-- START Recorded data --

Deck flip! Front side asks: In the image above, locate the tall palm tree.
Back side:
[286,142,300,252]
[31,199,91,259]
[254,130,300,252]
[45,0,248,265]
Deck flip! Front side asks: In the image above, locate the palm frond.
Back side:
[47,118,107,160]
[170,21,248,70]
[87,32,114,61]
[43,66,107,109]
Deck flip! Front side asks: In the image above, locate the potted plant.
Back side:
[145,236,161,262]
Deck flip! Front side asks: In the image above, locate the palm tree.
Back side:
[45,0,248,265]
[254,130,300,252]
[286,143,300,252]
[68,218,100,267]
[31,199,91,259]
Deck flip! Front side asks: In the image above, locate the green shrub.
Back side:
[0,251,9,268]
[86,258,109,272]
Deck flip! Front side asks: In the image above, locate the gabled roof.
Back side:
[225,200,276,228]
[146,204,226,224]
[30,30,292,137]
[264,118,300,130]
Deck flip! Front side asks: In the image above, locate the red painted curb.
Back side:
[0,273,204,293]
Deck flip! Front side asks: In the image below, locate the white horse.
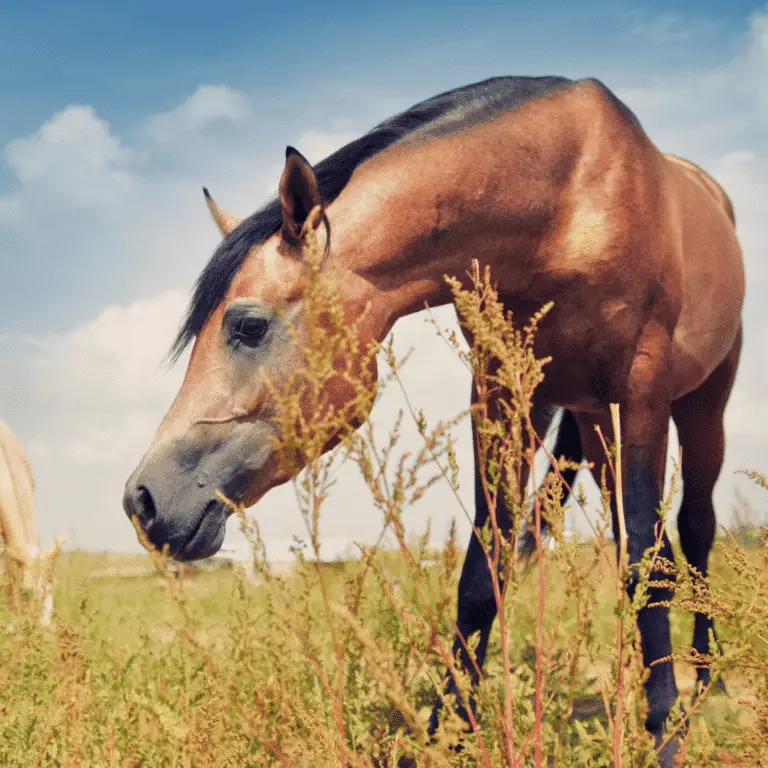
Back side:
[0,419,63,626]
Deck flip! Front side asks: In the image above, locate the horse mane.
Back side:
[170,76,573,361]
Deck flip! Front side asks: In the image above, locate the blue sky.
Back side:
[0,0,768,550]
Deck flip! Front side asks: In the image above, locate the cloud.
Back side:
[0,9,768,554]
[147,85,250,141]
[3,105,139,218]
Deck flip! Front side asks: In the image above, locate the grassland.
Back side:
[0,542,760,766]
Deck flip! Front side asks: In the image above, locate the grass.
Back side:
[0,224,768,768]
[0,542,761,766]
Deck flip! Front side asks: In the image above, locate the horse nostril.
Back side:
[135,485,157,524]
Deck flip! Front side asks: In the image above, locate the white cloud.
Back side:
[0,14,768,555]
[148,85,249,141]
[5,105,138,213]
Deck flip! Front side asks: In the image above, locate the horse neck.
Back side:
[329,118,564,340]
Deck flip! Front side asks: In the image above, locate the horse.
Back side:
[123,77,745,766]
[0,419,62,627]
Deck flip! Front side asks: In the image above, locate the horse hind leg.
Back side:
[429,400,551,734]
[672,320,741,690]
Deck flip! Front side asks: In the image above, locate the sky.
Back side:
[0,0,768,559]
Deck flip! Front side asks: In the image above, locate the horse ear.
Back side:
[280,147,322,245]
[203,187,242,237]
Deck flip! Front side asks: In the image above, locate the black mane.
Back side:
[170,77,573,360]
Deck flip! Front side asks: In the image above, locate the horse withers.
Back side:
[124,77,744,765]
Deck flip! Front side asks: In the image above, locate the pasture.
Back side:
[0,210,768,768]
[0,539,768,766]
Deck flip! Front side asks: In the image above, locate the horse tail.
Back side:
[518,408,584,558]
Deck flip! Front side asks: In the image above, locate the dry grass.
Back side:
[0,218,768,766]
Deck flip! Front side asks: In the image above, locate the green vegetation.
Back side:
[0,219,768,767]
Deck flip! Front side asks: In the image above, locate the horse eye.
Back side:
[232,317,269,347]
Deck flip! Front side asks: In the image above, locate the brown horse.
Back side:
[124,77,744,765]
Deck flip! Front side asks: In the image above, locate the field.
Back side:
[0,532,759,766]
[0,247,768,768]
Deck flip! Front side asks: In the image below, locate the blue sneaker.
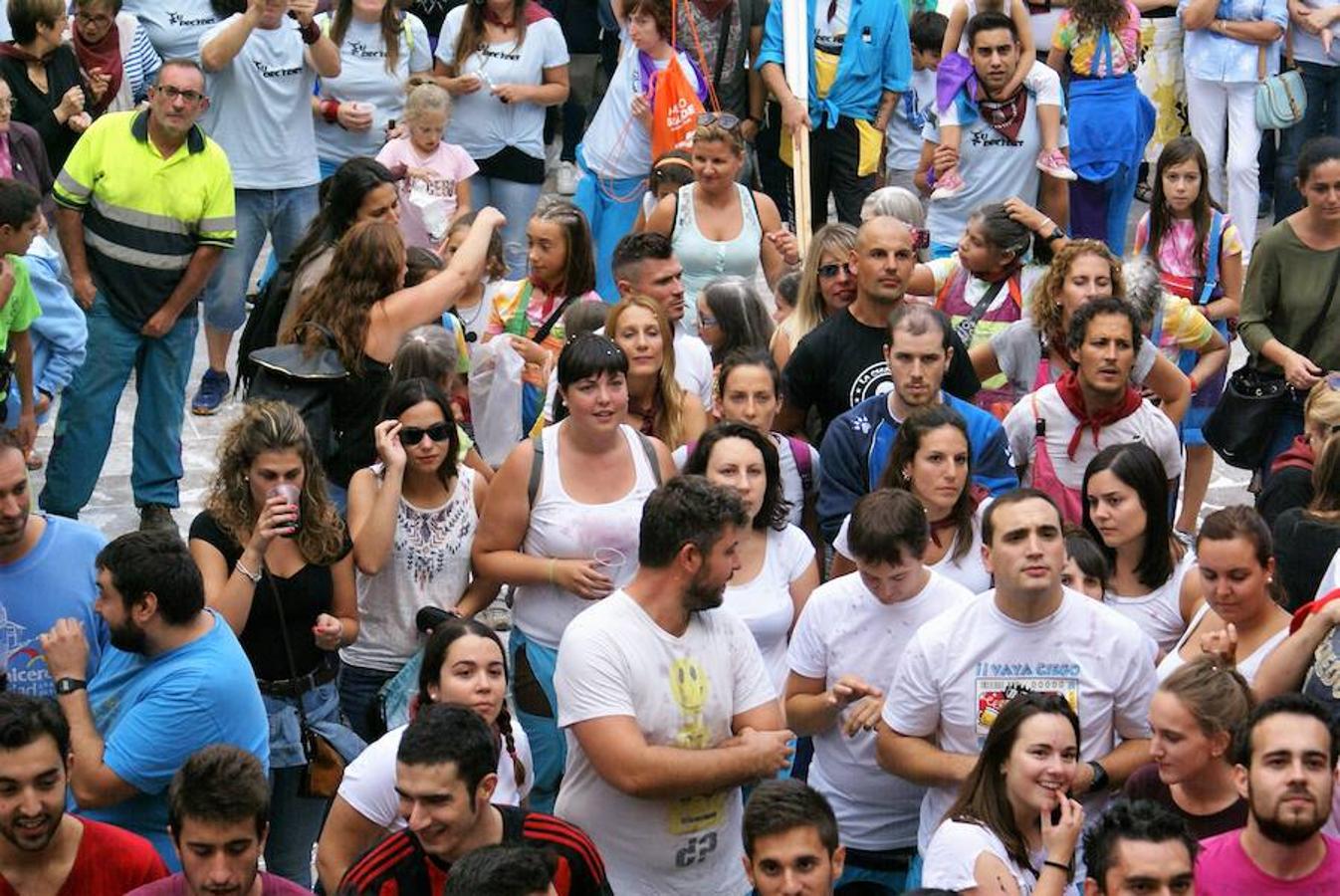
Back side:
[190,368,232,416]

-- END Recorded data --
-- START Recorded data --

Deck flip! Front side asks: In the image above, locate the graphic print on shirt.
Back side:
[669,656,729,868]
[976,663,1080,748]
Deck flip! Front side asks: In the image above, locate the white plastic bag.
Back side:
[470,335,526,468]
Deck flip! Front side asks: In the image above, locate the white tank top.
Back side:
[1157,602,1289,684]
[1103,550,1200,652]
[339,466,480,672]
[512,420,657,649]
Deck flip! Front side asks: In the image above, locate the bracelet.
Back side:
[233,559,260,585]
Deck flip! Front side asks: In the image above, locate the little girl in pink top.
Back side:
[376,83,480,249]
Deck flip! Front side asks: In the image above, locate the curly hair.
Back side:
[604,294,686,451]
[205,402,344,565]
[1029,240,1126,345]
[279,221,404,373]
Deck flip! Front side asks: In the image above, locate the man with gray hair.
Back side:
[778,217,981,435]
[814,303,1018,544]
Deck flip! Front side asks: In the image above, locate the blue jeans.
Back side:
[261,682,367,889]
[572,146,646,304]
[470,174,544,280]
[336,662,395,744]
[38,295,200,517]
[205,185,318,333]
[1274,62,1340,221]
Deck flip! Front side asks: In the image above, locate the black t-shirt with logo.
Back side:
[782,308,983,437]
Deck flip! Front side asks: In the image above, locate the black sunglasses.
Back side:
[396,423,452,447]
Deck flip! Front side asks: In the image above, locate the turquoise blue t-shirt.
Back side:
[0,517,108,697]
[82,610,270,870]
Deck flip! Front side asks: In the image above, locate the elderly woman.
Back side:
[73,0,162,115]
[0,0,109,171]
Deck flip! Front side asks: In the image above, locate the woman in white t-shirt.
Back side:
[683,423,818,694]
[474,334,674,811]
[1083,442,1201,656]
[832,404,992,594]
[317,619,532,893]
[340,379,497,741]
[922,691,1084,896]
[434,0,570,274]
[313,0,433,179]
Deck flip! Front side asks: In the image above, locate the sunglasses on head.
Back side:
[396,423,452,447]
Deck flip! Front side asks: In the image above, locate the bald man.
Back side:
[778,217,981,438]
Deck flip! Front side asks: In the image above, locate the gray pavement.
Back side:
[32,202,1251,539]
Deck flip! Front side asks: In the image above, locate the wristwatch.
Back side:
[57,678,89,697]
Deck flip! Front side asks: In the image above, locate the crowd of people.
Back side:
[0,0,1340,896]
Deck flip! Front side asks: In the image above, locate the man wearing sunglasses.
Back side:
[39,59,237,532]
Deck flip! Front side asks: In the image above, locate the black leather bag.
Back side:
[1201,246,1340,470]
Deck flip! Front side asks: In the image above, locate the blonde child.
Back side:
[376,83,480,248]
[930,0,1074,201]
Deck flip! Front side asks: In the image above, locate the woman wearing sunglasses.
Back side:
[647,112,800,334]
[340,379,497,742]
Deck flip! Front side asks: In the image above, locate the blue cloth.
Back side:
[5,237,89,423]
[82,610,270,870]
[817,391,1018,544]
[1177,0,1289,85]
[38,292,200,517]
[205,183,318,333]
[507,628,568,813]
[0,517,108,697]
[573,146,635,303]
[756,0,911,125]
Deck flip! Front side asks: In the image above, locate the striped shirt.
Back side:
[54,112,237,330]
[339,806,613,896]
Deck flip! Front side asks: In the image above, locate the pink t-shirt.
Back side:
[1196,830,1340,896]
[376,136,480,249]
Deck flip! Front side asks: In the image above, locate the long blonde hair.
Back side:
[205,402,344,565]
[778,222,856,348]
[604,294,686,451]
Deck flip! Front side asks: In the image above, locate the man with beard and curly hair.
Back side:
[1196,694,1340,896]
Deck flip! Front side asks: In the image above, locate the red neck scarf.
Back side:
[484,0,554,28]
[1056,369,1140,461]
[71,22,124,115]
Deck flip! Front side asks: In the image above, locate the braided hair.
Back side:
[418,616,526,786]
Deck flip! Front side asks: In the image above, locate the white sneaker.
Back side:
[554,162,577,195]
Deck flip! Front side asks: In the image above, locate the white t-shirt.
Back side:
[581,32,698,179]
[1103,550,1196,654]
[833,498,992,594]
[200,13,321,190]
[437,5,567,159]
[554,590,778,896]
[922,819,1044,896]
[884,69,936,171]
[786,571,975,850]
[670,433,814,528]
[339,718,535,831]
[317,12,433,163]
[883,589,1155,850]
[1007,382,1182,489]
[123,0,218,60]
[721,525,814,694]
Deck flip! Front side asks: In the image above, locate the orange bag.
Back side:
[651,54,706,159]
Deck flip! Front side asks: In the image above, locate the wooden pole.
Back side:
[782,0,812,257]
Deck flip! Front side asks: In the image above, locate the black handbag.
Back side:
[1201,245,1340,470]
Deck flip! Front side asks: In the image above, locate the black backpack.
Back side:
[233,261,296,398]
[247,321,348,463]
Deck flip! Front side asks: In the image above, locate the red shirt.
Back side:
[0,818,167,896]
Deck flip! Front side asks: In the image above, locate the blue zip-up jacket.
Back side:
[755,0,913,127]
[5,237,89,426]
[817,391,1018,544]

-- END Recorded data --
-- START Recorded data --

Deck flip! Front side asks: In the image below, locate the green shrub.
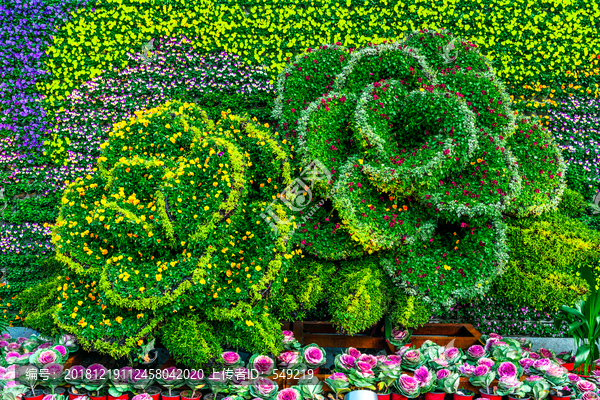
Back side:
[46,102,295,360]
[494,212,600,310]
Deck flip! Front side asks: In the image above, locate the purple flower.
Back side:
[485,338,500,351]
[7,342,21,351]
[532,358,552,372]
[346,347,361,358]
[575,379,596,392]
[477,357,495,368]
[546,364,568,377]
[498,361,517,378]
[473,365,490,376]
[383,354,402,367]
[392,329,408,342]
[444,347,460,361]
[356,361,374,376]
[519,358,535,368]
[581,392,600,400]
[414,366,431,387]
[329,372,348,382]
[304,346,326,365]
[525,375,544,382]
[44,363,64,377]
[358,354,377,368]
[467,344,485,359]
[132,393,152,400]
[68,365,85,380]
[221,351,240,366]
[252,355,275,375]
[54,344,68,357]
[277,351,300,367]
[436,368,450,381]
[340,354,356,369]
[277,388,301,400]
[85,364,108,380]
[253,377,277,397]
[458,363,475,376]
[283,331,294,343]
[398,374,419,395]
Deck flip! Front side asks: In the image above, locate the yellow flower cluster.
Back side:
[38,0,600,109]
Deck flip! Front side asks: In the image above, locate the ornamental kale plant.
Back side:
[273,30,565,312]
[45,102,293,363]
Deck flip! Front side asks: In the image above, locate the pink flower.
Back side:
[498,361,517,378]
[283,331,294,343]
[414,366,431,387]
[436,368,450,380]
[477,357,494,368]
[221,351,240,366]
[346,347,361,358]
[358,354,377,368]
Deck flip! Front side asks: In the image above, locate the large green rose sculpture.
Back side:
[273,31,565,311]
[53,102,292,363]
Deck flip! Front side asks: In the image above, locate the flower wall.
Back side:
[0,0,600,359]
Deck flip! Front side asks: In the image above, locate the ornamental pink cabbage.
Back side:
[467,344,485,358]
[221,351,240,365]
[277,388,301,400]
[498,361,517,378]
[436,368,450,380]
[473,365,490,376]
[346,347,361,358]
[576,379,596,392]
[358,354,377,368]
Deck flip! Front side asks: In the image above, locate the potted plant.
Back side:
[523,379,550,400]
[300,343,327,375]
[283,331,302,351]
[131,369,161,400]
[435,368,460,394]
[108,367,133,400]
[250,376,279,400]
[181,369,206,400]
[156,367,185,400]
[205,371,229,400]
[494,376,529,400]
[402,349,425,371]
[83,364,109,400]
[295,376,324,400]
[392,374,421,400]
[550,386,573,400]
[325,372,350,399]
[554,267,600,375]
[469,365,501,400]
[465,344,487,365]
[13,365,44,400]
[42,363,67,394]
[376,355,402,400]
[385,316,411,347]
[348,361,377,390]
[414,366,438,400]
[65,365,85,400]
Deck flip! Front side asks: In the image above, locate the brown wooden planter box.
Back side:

-- END Recorded data --

■ **Instructions to follow**:
Copy the lines again, starting at the line that has "yellow flower cluster." and stopping after the line that has "[0,0,600,359]". Keep the requests as they are, and raise every bounding-box coordinate in the answers by 146.

■ **Written answer**:
Deck flip! Front side asks: In the image above, locate the yellow flower cluster.
Back side:
[184,146,746,255]
Deck flip! Front side asks: In the image above, locate the ornamental kale plant.
Back side:
[419,176,711,458]
[191,248,439,509]
Deck flip! Front side asks: In the image above, locate the pink flower.
Back side:
[644,507,663,524]
[429,477,440,489]
[560,512,577,533]
[582,514,596,526]
[623,503,640,514]
[367,497,386,512]
[492,493,507,504]
[504,500,523,514]
Deck flip! Front side asks: In the image above, locate the large green rose sculpture.
Back side:
[419,177,711,457]
[199,248,438,509]
Deck flip! Front side asks: In the image above, locate the flower wall.
Back side:
[146,146,746,505]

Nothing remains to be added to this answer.